| Supplied material |

_ _ _

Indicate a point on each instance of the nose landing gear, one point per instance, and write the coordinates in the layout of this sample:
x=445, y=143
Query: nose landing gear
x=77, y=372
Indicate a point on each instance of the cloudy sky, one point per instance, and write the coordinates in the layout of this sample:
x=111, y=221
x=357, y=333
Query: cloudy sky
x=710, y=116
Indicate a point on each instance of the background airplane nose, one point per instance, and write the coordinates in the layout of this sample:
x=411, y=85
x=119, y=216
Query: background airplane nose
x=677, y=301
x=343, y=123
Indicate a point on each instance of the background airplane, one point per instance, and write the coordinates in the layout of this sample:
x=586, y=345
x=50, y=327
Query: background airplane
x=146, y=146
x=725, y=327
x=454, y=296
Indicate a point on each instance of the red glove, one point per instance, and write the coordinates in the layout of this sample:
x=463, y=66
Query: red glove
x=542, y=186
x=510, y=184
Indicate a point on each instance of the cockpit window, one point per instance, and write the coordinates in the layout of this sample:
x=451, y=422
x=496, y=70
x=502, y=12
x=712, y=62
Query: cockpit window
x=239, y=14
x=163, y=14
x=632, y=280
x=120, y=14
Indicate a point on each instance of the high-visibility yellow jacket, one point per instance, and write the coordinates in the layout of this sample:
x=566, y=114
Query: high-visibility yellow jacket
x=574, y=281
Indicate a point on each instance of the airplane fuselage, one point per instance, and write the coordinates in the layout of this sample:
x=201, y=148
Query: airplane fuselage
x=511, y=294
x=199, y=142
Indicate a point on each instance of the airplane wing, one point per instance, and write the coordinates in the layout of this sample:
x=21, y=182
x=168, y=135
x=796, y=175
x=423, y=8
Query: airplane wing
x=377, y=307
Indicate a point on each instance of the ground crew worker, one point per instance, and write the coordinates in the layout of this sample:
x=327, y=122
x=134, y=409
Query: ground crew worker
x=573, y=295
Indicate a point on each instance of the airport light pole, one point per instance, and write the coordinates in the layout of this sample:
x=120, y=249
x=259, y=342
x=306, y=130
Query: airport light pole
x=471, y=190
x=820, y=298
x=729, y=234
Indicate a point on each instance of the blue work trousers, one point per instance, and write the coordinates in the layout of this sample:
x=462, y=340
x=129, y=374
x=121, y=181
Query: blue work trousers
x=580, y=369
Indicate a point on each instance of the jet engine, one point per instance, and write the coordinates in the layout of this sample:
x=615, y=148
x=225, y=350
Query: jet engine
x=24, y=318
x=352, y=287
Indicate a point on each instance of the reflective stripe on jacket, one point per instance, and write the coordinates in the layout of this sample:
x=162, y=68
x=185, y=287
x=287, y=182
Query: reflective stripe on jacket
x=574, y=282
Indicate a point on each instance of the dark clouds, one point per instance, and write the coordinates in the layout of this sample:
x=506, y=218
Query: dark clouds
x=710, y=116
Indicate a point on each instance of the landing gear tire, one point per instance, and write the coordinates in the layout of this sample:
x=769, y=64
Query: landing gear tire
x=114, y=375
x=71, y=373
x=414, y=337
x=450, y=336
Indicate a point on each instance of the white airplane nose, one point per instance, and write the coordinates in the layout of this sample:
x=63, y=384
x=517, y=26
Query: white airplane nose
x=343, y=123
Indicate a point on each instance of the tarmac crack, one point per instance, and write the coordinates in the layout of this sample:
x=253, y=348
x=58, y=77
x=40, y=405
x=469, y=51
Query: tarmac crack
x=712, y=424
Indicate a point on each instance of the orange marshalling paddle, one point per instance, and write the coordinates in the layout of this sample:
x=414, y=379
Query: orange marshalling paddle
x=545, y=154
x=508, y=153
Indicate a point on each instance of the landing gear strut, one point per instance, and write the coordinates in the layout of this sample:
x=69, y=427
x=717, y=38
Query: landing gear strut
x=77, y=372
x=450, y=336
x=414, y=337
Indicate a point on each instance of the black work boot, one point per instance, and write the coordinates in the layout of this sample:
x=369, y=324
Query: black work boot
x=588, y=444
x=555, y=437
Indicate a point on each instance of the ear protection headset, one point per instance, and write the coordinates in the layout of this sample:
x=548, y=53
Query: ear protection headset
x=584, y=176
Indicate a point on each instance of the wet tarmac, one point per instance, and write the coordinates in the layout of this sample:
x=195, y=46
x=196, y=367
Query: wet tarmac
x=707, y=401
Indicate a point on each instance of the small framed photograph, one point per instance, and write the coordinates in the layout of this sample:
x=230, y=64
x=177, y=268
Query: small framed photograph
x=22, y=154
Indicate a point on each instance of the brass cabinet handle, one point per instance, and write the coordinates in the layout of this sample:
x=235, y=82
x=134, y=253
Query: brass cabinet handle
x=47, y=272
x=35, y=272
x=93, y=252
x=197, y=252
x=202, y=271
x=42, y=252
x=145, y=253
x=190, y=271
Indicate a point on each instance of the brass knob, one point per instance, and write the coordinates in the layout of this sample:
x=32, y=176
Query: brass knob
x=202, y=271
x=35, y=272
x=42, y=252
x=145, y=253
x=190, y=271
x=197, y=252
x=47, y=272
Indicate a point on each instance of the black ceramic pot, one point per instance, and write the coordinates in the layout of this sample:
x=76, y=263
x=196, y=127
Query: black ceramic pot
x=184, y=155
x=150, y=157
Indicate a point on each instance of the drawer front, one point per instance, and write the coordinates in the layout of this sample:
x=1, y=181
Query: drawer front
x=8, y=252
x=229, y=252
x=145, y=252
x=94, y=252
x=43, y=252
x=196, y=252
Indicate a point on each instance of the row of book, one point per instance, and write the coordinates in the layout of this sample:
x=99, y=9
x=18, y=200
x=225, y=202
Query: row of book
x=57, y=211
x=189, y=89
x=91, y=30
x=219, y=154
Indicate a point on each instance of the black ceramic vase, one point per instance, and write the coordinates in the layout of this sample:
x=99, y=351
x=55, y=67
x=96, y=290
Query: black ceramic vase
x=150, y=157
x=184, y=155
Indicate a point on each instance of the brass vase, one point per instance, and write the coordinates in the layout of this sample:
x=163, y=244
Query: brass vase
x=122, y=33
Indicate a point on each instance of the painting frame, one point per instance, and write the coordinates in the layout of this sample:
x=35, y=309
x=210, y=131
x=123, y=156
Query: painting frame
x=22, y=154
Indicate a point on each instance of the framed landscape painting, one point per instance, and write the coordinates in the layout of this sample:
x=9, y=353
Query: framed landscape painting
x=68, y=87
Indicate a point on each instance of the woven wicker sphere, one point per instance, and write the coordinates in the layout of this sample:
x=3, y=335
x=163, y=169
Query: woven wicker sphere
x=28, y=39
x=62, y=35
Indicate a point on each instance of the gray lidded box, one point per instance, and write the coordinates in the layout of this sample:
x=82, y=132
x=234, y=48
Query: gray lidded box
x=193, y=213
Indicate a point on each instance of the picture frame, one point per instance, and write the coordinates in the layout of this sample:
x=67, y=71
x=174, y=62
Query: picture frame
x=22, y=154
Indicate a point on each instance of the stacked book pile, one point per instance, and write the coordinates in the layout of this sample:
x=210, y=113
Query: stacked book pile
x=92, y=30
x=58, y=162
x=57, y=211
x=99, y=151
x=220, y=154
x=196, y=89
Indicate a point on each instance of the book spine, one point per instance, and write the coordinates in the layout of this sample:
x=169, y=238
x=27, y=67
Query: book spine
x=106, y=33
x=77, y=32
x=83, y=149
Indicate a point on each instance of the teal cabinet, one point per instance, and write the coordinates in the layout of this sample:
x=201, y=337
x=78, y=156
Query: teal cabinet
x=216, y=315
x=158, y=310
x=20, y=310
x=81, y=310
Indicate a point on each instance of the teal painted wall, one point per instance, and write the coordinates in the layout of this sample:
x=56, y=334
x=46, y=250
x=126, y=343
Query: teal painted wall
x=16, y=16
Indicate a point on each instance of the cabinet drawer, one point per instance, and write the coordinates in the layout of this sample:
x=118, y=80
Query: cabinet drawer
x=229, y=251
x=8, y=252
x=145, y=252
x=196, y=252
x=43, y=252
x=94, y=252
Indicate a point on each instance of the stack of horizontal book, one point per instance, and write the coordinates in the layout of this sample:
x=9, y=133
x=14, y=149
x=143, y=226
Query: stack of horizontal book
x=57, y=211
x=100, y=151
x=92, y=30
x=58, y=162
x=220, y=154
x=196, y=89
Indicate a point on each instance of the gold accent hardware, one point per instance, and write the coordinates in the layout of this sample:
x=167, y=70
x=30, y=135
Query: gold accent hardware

_ _ _

| Work required |
Begin with the line that contains "Indicate a point on each instance of the cabinet" and set down each line exactly until the records above end, including the final line.

| Written reply |
Indicate a point on each instance of the cabinet drawer, one point per instance, and write the coordinates in the layout of this sample:
x=118, y=80
Query: cabinet drawer
x=229, y=251
x=8, y=252
x=145, y=252
x=196, y=252
x=43, y=252
x=94, y=252
Indicate a point on each instance of the stack of horizontal book, one point per instance, and write the coordinates in the layout of this sample:
x=9, y=133
x=14, y=149
x=143, y=226
Query: stack of horizontal book
x=57, y=211
x=100, y=151
x=92, y=30
x=58, y=162
x=220, y=154
x=196, y=89
Indicate a point on each instance of the gold accent hardware, one point per instance, and write the coordinates in the layout of this sample:
x=167, y=70
x=30, y=135
Query: gold accent hardware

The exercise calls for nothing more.